→ **What this exercise asks**
A. In the ProVCA excerpt, do these statements agree with the text? Answer yes or no for each, quoting the deciding words. (i) On NExT-QA, ProVCA uses about 4.2 frames per video. (ii) On IntentQA, ProVCA's 6.0% gain is measured against VideoTree. (iii) Independent keyframe refinement gives better results than global, temporally-ordered refinement.
B. How would you sum up the ProVCA excerpt in exactly two sentences?
C. Which methods or model families, other than ProVCA itself, does the ProVCA excerpt name as points of comparison? List all of them.

→ **Selected excerpt**

■ ■ ■

This results in a condensed video representation tailored per query, dramatically reducing redundant input while maintaining the essential evidence required for high-precision reasoning.

Figure 2: Detailed system overview—ProVCA hierarchically localizes the query-relevant segment, partitions it into snippets via caption-level similarity, and then refines to keyframes for downstream MLLM reasoning.

Experimental Results

Benchmarks on three leading long-form video QA datasets—NExT-QA, EgoSchema, and IntentQA—demonstrate ProVCA’s consistent and significant performance advancements over state-of-the-art training-free agents, both in zero-shot accuracy and in frame efficiency.

• NExT-QA (Zero-shot): 80.5% accuracy, improving by 4.9% over the best baseline (VideoTree with GPT-4) while employing only ∼4.2 frames/video.
• EgoSchema: 69.3% (subset) and 74.2% (full test, +8.2% over VideoTree), using only 7.3 frames/video.
• IntentQA: 77.7% accuracy (+6.0% over LVNet), with merely 4.9 frames/video required.

In ablations, removing any component—segment localization, snippet selection, or keyframe refinement—leads to measurable performance and efficiency degradation, empirically justifying the progressive design. Combining image and caption modalities for MLLM input further boosts accuracy (to 85.2% on NExT-QA). Global, temporally-ordered keyframe refinement evidences superior yield compared to independent or sequential approaches.

Comparative Analysis

ProVCA diverges from prior agent-based approaches in its query-specific, progressively refined temporal sampling. Contrasted with uniform or heuristic frame selection (e.g., IG-VLM, LVNet) and with tree-based clustering (e.g., VideoTree), ProVCA’s design enables superior focus on query-relevant evidence while minimizing MLLM compute.

Key strong results:

• ProVCA outperforms VideoTree, LVNet, and Tarsier family models—even with fewer frames and using the same MLLM (GPT-4o).
• The combination of image and caption features maximizes MLLM reasoning capacity within a reduced context.
• The condensation mechanism is demonstrably the critical driver of the observed performance gains, not merely model scaling or MLLM input format.

■ ■ ■

→ **Input data**
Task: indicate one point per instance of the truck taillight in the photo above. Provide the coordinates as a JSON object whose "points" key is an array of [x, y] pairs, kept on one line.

■ ■ ■

→ **Solution set**
A.
(i) Yes: "while employing only ∼4.2 frames/video."
(ii) No: "77.7% accuracy (+6.0% over LVNet)."
(iii) No: "Global, temporally-ordered keyframe refinement evidences superior yield compared to independent or sequential approaches."

B. ProVCA condenses a video for each query by localizing the relevant segment, splitting it into snippets and refining to keyframes for MLLM reasoning. On NExT-QA, EgoSchema and IntentQA, it beats state-of-the-art training-free agents while using fewer frames, and ablations show that each component and the condensation mechanism drive these gains.

C.
- VideoTree
- LVNet
- IG-VLM
- Tarsier family models